Extracted records =>
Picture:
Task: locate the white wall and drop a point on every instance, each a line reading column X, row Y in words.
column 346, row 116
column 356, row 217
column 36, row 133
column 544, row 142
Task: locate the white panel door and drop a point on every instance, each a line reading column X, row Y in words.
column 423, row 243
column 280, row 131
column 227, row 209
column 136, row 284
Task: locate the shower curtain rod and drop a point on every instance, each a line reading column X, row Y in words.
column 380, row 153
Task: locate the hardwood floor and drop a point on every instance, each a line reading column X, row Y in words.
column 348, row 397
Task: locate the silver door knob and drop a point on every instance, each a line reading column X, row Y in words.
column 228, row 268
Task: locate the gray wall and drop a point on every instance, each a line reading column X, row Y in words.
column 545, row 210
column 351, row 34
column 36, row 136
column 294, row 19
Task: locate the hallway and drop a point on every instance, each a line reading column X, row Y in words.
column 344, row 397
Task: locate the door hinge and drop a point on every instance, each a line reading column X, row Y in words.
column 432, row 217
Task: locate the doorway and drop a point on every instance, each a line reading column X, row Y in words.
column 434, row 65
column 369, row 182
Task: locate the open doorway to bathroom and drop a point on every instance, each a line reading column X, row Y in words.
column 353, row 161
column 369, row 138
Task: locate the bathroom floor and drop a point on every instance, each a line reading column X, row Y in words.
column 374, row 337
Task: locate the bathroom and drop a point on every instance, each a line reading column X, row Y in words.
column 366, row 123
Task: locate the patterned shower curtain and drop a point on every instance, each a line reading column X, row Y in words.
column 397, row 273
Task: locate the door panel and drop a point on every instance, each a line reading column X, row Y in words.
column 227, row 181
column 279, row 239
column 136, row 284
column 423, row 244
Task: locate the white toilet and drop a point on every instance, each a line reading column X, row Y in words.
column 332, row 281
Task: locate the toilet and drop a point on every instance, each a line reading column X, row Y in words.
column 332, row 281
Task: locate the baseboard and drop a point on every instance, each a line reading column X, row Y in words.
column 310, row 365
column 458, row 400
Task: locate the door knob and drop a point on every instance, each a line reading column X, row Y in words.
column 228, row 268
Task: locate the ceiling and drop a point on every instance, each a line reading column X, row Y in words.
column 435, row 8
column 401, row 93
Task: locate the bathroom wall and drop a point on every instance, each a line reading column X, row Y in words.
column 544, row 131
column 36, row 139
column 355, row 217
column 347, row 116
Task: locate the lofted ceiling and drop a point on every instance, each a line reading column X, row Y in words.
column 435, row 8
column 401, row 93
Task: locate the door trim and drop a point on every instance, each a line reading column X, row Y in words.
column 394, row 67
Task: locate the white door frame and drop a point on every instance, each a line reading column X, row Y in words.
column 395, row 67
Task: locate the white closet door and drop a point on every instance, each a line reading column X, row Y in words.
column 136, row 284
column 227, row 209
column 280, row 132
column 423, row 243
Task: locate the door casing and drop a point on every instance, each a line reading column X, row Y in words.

Stated task => Transcribe, without alteration, the lines of the items from the very first line through the line that contains "column 544, row 142". Include both of these end lines.

Exercise solution =>
Picture:
Task: locate the white wall and drop a point on every instance, each a line reading column X, row Y in words.
column 346, row 116
column 356, row 217
column 36, row 133
column 544, row 142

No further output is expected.